### TEXTE DE RÉFÉRENCE ###

(Revue Aurores. No 41 Mars 1984)
Jean Richer soulève ici un point précis de l’article d’Ananda Coomaraswamy pour ce qui concerne l’interprétation du fameux «E» de Delphes par Plutarque. Cette mise au point de spécialiste, qui fait état de recherches relativement récentes, est remarquable; elle n’est néanmoins pas de nature à remettre en question le sens même de l’article de Coomaraswamy qui s’appuie par ailleurs sur des textes et anecdotes traditionnelles et qui porte sur la connaissance de soi. De quelle connaissance s’agit-il? A ce propos, l’auteur cite Platon: «Connais-toi toi-même» n’est pas un « conseil » mais le salut de Dieu à celui qui pénètre dans son temple «dans un autre langage que celui des hommes» et «très énigmatiquement» (…) Et cette «question» reste posée pour chacun en toute éternité.

### DONNÉES FOURNIES ###

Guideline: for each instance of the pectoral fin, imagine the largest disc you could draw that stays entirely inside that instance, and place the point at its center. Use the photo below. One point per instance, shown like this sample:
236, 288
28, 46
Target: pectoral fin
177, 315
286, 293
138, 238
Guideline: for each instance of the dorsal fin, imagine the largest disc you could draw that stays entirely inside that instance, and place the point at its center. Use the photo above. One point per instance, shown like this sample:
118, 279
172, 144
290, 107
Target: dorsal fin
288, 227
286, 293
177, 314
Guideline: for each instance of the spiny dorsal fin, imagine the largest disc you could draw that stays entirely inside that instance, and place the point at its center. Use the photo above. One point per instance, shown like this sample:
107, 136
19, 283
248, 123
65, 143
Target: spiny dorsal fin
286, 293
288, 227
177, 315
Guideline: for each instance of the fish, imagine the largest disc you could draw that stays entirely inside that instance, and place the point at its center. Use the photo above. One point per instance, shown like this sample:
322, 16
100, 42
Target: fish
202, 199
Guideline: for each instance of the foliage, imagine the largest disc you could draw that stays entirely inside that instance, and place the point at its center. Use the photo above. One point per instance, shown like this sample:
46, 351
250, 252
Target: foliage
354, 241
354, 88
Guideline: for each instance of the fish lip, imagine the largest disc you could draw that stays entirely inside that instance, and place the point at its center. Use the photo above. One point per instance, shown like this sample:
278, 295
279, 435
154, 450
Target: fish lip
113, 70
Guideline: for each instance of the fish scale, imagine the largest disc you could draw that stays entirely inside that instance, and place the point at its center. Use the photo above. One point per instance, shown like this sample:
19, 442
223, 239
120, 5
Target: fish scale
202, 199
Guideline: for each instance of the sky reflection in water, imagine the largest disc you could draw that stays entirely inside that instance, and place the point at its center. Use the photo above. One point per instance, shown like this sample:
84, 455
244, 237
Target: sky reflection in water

###

TRAVAIL À FAIRE:
1/ Reformulez sous forme de liste le paragraphe du texte sur l'article de Coomaraswamy qui commence par « Jean Richer soulève ici », en conservant ses faits principaux.
2/ Relevez toutes les lignes des enregistrements qui contiennent le mot « reflection ».
Le texte et les enregistrements sont indépendants l'un de l'autre.

SOLUTIONS PROPOSÉES:
1/
- Jean Richer soulève un point précis de l'article d'Ananda Coomaraswamy : l'interprétation du fameux « E » de Delphes par Plutarque.
- Cette mise au point de spécialiste, qui fait état de recherches relativement récentes, est jugée remarquable.
- Elle ne remet pourtant pas en question le sens de l'article, qui s'appuie aussi sur des textes et anecdotes traditionnels et porte sur la connaissance de soi.
- L'auteur cite Platon : « Connais-toi toi-même » n'est pas un conseil mais le salut de Dieu à celui qui pénètre dans son temple, « dans un autre langage que celui des hommes » et « très énigmatiquement ».
- Cette question reste posée pour chacun en toute éternité.

2/
Guideline: for each instance of the sky reflection in water, imagine the largest disc you could draw that stays entirely inside that instance, and place the point at its center. Use the photo above. One point per instance, shown like this sample:
Target: sky reflection in water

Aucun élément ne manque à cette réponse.